(Aanwijsgegevens)
········

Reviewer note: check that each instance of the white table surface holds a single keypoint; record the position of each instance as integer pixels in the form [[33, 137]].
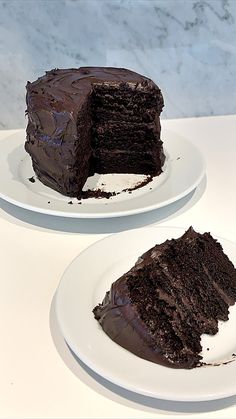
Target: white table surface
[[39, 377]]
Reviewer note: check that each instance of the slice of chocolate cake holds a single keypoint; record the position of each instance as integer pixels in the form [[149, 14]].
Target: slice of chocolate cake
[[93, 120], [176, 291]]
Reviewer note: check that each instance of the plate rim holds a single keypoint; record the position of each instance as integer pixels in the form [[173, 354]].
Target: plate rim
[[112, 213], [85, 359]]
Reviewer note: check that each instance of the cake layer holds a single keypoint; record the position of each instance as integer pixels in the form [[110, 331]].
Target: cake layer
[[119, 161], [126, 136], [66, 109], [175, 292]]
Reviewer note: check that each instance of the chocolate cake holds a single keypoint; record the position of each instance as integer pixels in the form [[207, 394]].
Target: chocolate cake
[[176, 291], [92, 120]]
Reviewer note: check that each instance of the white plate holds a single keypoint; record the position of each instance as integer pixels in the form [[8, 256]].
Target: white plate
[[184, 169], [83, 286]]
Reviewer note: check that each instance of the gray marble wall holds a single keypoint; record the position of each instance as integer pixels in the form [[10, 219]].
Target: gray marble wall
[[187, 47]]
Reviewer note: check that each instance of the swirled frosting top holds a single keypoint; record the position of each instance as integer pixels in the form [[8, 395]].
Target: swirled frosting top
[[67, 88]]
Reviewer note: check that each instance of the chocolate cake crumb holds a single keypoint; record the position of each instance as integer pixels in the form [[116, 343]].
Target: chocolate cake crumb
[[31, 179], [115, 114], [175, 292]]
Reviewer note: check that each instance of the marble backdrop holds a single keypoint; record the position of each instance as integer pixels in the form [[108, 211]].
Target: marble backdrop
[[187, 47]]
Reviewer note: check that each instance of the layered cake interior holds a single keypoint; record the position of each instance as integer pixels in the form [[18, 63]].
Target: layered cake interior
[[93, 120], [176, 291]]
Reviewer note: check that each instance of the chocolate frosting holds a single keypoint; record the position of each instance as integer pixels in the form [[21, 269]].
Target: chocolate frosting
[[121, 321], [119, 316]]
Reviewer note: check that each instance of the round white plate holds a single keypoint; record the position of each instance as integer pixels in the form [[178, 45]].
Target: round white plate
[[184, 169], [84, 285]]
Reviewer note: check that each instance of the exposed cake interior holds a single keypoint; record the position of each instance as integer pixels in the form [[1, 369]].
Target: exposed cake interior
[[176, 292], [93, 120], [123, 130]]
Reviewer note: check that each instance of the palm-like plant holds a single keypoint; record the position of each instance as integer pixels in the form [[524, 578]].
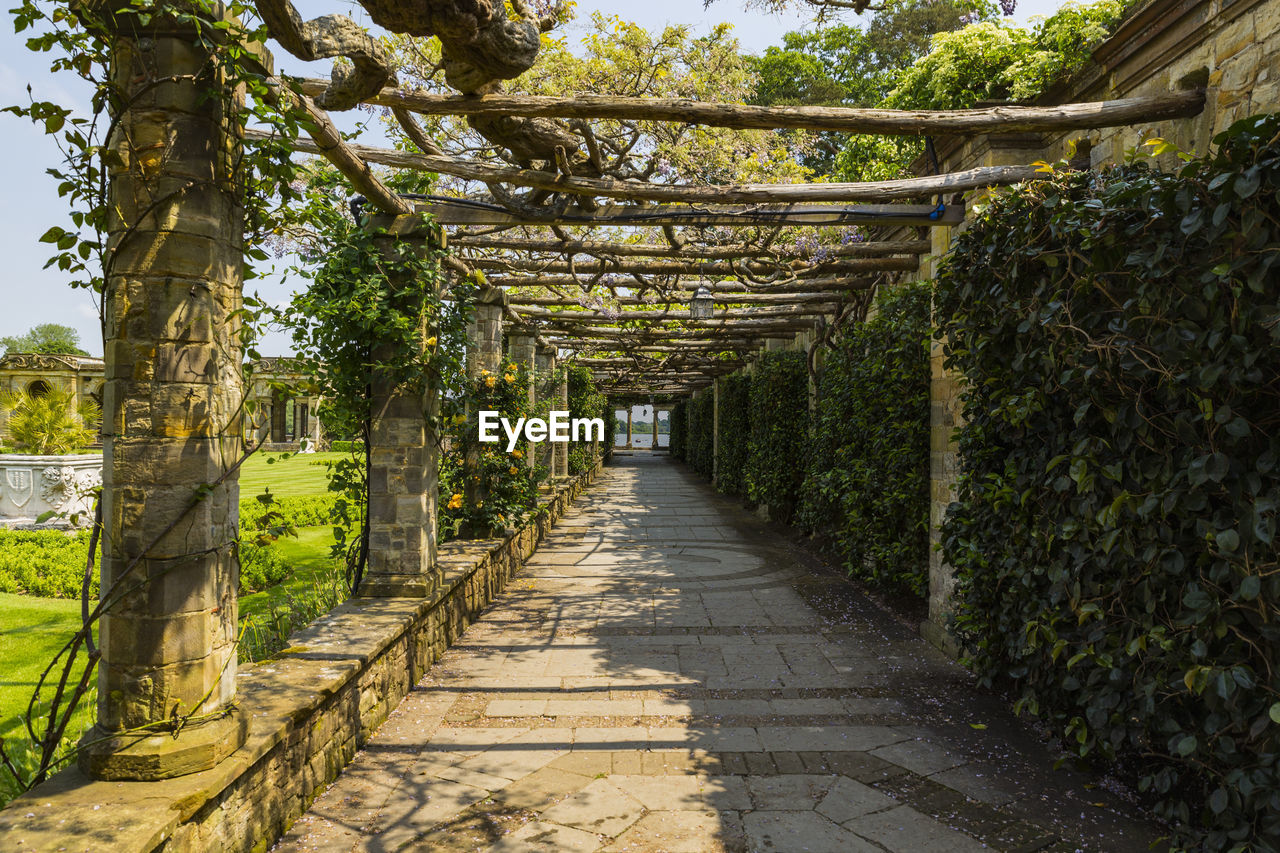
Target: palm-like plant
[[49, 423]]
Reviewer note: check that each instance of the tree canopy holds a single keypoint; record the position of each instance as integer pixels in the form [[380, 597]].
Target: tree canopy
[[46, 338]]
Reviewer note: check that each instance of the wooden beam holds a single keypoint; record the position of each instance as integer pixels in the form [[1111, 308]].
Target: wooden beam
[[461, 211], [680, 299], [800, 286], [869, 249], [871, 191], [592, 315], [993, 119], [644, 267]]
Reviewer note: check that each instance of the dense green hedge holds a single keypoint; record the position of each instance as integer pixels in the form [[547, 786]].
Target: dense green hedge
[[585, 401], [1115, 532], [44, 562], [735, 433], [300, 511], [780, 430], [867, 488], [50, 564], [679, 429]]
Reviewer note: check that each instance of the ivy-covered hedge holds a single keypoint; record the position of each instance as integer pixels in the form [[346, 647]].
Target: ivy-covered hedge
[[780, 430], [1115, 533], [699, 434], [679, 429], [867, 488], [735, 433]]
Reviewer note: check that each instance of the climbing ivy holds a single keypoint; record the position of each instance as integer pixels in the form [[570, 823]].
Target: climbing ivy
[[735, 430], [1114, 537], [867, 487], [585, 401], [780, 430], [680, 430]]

········

**GEGEVEN OPDRACHT**
Geef alle items hierboven weer als CSV met twee kolommen, tekst en antwoord, met één rij per item: de tekst van het item en het bijbehorende antwoord, elk in één veld tussen aanhalingstekens en met regeleinden vervangen door spaties. Laat de afbeeldingen alsjeblieft weg.

**HET ANTWOORD**
tekst,antwoord
"Reviewer note: check that each instance of the white table surface holds a single keypoint; record the position of each instance as integer pixels in the form [[33, 137]]. Target: white table surface","[[39, 377]]"
"Reviewer note: check that each instance of the slice of chocolate cake holds a single keypoint; record the position of each instance as integer pixels in the form [[149, 14]]. Target: slice of chocolate cake","[[93, 120], [176, 291]]"
"Reviewer note: check that each instance of the plate rim holds a single keypoint; record the position of each instance as integer pixels in the form [[173, 354]]. Target: plate rim","[[112, 213], [85, 359]]"
"Reviewer note: check that each instance of the cake layer holds a single keypoint; record the position of each instance as integer pixels in the form [[110, 331]]. Target: cake layer","[[119, 161], [126, 136], [66, 109], [175, 292]]"
"Reviewer note: check that each instance of the chocolate cake holds a single keypoint; record the position of each instance as integer pixels in the form [[207, 394]]. Target: chocolate cake","[[176, 291], [92, 120]]"
"Reviewer note: check that each instance of the white plate holds a single keypoint; record the position of each instance as integer pixels in the form [[8, 256]]. Target: white plate","[[184, 169], [83, 286]]"
"Reviewer note: check that each instance of the gray marble wall holds a single keypoint; record the position of each instance as integer pixels in the form [[10, 219]]. Target: gray marble wall","[[187, 47]]"
"Reviewer note: check that each instance of the swirled frosting top holds a single keypoint; record the position of each instance as integer pixels in the form [[8, 395]]. Target: swirled frosting top","[[67, 88]]"
"Reviewer note: check that each instance of the chocolate cake crumb holds a single keypoint; record the position of each instance as integer pixels in the form [[116, 343]]. Target: chocolate cake crumb","[[31, 179], [115, 114], [175, 292]]"
"Reviewer note: check that each instance of the marble backdrop holds a single keypoint; record the position of each instance as integer pixels in the form [[108, 211]]. Target: marble backdrop","[[187, 47]]"
"Reviewer note: check that each instance of the layered cake interior holds a single keypoint; record the position of each instance as integer pixels in the form [[18, 63]]. Target: layered cake interior","[[93, 120], [176, 291]]"
"Reviewer note: check that each instance of the chocolate frosting holds a single keypoint; record the position of each instance as integer pixels in the form [[21, 269]]. Target: chocolate frosting","[[121, 321], [119, 316]]"
"Reviewer note: check that each instance of the round white plate holds a single keypoint; record the position of each instance as integer pixels in the form [[178, 45]]. Target: round white plate","[[184, 169], [84, 285]]"
"Reviewer note: check that each instance of the exposed cake interior holds a single keypoint; record the position of each instance as integer pixels in the form [[1, 369]]. Target: exposed cake interior","[[176, 292], [93, 120], [123, 130]]"
"Reviewer note: check that each instance of the palm-like plant holds a single keypoint; record the position of each instance as integer pixels in the form [[524, 578]]. Target: palm-like plant","[[49, 423]]"
"Reviewer note: check that each instance of the tree canopy holds a single keypoint; record the position of each instance as integer pixels in the form [[380, 597]]. Target: tree canopy","[[46, 338]]"
"Reviewer note: check that each instance of the wooden beam holds a single keypoint; record the position of each instance as integer pixels in the form [[1111, 308]]. Target: wooden beam","[[461, 211], [680, 299], [800, 286], [869, 249], [871, 191], [592, 315], [993, 119], [644, 267]]"
"Reviewer note: check that each instance of the dense green hedge holds a single keypoint; record the position of each instance as integer pixels in the form [[547, 786]]. Target: dense green hedge","[[585, 401], [1115, 532], [44, 562], [735, 433], [300, 511], [780, 430], [867, 488], [50, 564], [679, 429]]"
"Reviewer note: check that each instance of the ivy-covered hedge holds a single keypoint; record the position of each instance as integer pixels in the form [[346, 647]]. Target: ivy-covered hedge","[[780, 430], [1115, 533], [699, 434], [679, 429], [867, 488], [735, 433]]"
"Reviewer note: check that each instance of the climbing ivy holds a single keypoint; record the position of each instance as integer pixels in the form [[570, 823]]. Target: climbing ivy","[[735, 430], [1114, 537], [867, 487], [585, 401], [780, 430], [680, 430]]"